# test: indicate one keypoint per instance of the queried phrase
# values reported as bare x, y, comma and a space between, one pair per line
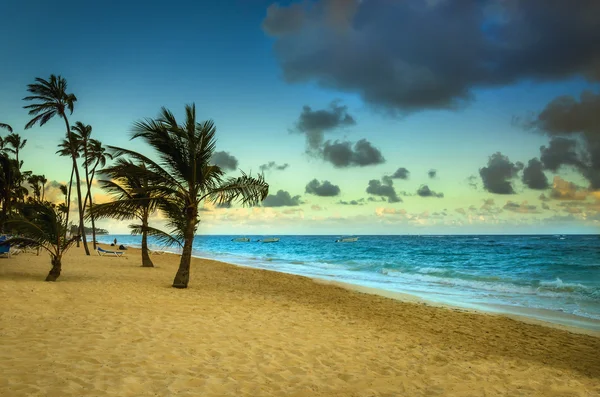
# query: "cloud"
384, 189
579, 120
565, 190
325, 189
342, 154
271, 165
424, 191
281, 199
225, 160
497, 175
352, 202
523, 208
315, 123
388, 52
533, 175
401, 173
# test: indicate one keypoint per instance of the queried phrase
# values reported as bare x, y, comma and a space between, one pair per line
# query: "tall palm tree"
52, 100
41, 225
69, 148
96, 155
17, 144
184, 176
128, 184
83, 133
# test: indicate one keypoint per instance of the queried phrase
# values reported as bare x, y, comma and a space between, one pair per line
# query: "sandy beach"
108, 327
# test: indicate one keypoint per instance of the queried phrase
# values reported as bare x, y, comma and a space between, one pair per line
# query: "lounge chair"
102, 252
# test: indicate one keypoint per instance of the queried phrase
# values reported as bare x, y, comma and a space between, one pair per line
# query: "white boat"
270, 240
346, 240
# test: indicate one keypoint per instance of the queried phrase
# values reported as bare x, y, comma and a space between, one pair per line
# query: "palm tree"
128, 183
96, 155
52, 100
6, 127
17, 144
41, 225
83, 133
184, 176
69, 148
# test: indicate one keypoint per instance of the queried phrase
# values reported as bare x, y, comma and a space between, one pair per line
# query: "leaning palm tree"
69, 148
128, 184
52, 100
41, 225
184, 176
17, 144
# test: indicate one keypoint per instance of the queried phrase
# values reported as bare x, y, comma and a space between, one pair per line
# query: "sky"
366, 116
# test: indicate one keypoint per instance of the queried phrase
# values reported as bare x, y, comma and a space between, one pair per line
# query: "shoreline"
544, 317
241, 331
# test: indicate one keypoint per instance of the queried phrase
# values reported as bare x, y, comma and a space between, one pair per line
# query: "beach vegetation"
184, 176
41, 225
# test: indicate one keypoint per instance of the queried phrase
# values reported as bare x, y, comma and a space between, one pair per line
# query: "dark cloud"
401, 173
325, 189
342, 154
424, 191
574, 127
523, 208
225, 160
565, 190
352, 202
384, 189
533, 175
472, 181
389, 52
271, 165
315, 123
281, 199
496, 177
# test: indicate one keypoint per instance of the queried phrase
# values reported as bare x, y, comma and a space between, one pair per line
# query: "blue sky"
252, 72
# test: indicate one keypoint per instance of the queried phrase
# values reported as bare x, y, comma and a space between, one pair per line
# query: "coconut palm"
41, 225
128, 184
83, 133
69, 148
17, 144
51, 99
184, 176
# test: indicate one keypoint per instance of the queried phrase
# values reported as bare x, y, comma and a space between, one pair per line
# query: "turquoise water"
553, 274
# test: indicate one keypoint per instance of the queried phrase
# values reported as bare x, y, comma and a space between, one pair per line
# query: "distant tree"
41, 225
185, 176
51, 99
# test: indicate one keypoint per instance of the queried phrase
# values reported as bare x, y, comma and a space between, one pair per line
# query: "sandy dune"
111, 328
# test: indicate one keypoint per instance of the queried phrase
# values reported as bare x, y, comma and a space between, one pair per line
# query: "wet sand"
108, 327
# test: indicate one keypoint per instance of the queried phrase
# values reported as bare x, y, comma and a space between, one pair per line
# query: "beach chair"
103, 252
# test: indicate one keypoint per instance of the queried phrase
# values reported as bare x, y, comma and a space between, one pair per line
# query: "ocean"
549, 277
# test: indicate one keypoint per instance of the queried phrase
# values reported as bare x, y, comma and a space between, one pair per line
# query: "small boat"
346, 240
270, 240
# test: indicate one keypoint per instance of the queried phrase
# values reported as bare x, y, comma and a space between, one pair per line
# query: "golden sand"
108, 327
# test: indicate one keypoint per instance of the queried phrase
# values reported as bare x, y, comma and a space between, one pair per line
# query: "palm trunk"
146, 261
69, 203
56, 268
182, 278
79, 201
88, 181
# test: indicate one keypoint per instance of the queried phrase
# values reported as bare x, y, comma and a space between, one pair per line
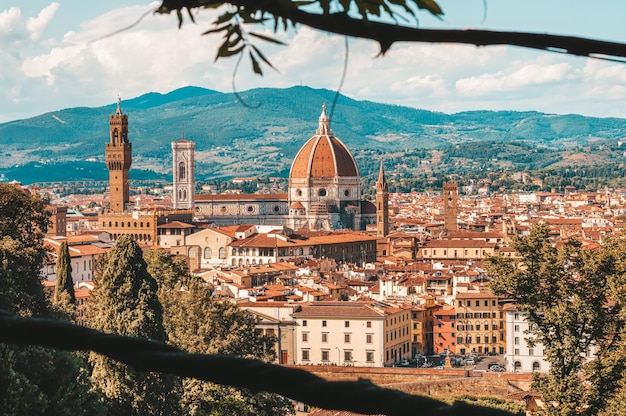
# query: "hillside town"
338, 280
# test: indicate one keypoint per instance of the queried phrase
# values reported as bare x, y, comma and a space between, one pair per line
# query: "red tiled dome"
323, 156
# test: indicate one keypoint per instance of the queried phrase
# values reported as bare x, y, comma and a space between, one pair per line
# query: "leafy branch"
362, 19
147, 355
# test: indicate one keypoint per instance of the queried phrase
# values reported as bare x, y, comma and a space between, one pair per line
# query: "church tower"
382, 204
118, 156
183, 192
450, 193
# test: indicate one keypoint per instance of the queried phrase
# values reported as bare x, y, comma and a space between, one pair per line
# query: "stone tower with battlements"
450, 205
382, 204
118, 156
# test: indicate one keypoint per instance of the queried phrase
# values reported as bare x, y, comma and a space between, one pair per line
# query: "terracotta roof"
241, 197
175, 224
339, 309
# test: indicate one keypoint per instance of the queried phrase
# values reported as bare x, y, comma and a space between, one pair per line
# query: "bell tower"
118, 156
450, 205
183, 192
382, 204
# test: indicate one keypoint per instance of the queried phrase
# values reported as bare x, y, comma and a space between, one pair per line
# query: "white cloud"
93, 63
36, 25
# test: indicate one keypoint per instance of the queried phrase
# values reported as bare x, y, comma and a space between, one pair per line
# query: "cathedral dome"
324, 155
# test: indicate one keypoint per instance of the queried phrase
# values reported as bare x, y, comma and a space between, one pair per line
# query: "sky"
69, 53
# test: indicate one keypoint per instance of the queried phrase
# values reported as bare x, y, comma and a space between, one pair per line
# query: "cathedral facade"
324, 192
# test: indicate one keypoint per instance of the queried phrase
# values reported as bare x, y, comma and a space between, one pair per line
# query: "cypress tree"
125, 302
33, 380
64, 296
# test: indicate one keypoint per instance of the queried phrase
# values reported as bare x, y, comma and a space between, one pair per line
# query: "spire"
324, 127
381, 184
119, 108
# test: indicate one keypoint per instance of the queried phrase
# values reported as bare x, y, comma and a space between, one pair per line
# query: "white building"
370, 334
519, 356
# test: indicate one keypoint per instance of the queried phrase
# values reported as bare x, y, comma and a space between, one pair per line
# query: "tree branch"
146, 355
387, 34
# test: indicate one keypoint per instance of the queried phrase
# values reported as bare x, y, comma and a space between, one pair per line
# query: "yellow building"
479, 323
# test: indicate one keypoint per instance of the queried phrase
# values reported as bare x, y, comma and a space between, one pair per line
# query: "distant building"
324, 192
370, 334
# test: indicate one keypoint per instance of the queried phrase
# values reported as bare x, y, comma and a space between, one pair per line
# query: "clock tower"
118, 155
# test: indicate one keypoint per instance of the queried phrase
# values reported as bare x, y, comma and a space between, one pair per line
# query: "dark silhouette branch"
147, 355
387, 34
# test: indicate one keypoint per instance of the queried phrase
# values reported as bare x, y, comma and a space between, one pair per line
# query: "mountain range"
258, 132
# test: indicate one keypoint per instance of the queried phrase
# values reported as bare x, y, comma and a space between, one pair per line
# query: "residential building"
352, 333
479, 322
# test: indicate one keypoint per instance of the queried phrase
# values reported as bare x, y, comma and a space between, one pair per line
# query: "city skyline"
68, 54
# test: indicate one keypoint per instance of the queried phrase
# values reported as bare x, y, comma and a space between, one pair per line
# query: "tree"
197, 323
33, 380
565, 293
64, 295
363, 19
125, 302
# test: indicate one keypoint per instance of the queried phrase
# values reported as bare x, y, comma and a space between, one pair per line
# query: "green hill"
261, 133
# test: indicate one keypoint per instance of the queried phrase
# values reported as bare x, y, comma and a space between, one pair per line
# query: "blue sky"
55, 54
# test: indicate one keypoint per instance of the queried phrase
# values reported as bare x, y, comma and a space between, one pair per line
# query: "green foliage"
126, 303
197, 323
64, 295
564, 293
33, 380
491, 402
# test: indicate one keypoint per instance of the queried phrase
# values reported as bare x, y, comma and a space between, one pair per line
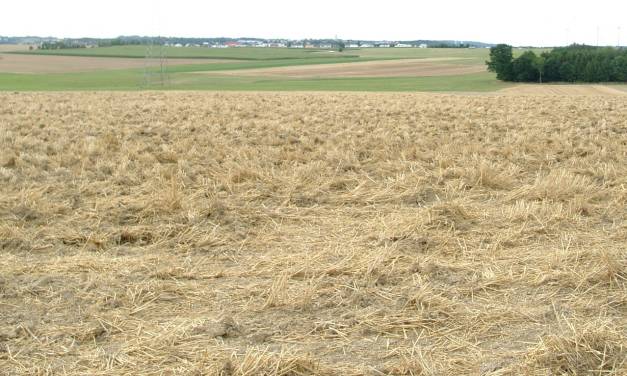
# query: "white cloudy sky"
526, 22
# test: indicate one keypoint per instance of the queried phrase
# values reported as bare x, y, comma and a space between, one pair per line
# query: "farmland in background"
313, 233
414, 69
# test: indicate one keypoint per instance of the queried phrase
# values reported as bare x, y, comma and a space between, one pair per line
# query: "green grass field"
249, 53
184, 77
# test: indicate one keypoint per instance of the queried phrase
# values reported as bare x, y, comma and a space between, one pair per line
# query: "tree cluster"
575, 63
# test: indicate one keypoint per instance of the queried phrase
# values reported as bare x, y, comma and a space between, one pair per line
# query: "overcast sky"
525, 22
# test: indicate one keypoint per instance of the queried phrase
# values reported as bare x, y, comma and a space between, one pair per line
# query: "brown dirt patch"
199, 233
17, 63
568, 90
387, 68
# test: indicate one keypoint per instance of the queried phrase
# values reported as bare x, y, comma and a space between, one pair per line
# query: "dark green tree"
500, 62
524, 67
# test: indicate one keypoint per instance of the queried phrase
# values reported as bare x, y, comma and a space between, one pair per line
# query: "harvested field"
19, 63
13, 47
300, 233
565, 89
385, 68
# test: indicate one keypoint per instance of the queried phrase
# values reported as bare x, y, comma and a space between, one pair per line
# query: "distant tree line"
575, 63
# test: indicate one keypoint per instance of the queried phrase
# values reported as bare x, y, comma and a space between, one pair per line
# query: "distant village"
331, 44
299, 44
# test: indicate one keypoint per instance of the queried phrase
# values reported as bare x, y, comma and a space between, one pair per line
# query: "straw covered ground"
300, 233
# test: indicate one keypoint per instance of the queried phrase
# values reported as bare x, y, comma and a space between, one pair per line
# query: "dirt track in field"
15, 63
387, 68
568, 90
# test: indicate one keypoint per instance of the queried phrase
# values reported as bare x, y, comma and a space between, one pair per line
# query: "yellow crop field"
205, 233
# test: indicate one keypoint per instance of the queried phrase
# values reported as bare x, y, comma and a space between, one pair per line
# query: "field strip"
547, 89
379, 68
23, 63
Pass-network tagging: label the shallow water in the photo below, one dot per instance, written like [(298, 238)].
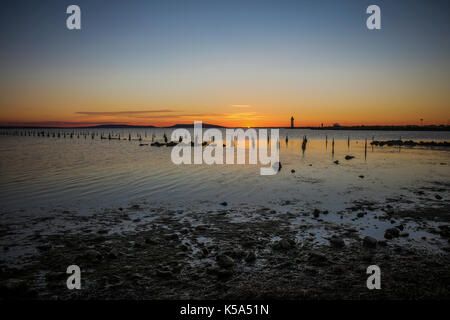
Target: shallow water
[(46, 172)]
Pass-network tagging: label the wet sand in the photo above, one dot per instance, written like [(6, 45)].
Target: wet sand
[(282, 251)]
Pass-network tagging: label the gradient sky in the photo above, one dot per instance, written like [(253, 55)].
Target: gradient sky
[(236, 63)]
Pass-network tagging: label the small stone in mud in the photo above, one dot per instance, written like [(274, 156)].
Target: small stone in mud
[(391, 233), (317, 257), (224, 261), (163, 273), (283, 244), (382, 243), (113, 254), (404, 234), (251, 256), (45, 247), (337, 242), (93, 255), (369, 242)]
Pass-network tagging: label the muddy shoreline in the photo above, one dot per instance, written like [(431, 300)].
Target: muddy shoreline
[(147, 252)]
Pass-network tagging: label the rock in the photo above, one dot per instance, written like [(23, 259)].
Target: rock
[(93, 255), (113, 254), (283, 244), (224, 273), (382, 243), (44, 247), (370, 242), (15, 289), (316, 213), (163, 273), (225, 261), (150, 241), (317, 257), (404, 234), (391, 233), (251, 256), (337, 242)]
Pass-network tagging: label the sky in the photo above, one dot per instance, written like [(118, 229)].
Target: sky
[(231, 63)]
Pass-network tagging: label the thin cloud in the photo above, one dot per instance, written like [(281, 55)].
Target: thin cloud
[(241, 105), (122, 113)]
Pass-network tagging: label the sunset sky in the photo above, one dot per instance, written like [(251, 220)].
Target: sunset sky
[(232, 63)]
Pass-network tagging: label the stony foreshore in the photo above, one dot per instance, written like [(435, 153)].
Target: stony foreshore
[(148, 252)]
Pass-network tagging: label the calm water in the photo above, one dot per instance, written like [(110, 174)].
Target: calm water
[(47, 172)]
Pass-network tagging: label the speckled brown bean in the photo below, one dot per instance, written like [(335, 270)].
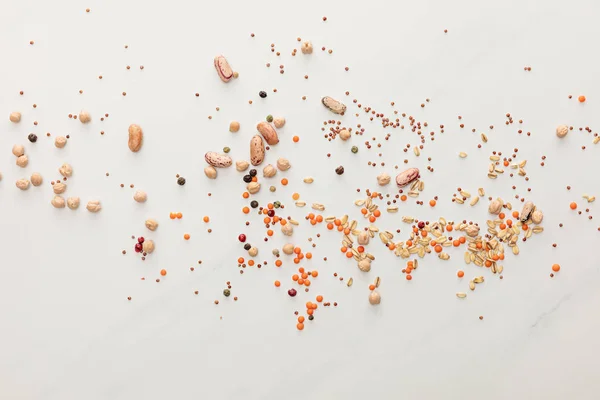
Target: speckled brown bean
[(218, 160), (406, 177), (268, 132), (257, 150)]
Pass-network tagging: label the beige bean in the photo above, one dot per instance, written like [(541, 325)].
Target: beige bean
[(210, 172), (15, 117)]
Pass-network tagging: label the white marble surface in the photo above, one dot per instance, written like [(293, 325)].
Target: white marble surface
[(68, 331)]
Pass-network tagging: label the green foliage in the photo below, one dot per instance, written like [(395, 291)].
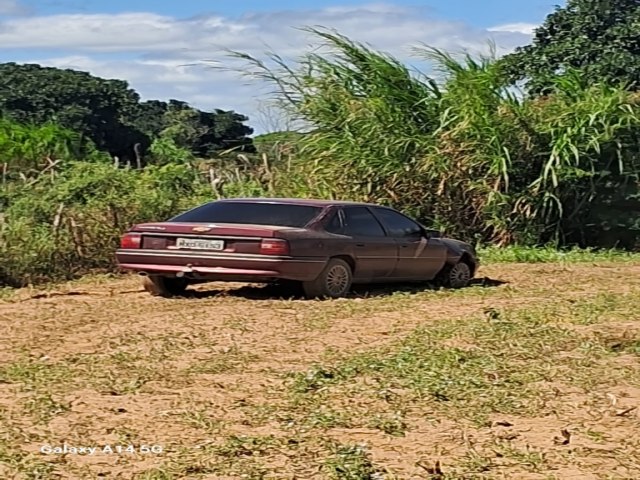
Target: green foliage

■ **Task details**:
Look over the listing. Pull out every line with the string "above" in it.

■ **Result for this exercise**:
Pass-network tagging: label the wet sand in the photo above, one dot per instance, written like [(6, 45)].
Pass-network tagging: label the gradient sky in the photo above, one dot per instance, written like [(253, 55)].
Pass-network tagging: label the small stone in mud in the photo above, one dot per instance, written like [(274, 156)].
Pass-network tagging: label the muddy shoreline in the photo above, one dot per instance, written like [(431, 300)].
Pass-network tagging: label the rock in the photo above, one dot per instance, written like [(23, 259)].
Pass-network tagging: label the sky in the photo above, one dot per instance, written like [(118, 229)].
Pass-network tagging: label the thin cloud in the photo above, one dot per instance, written like [(281, 55)].
Pass-network tagging: label the sunset sky in the photo above, one dot per instance, written like [(251, 220)].
Pass-network tagging: label the stony foreshore in the photo above, one dot per instance, written like [(435, 153)].
Pass-network tagging: label the calm water in the photo above, one dot per instance, written like [(110, 174)].
Pass-network tagging: label the beige bean in the photo above, one dot per instance, written like [(541, 325)].
Pass-network tagging: label the white marble surface in the photo above, one dot per instance, written like [(293, 325)].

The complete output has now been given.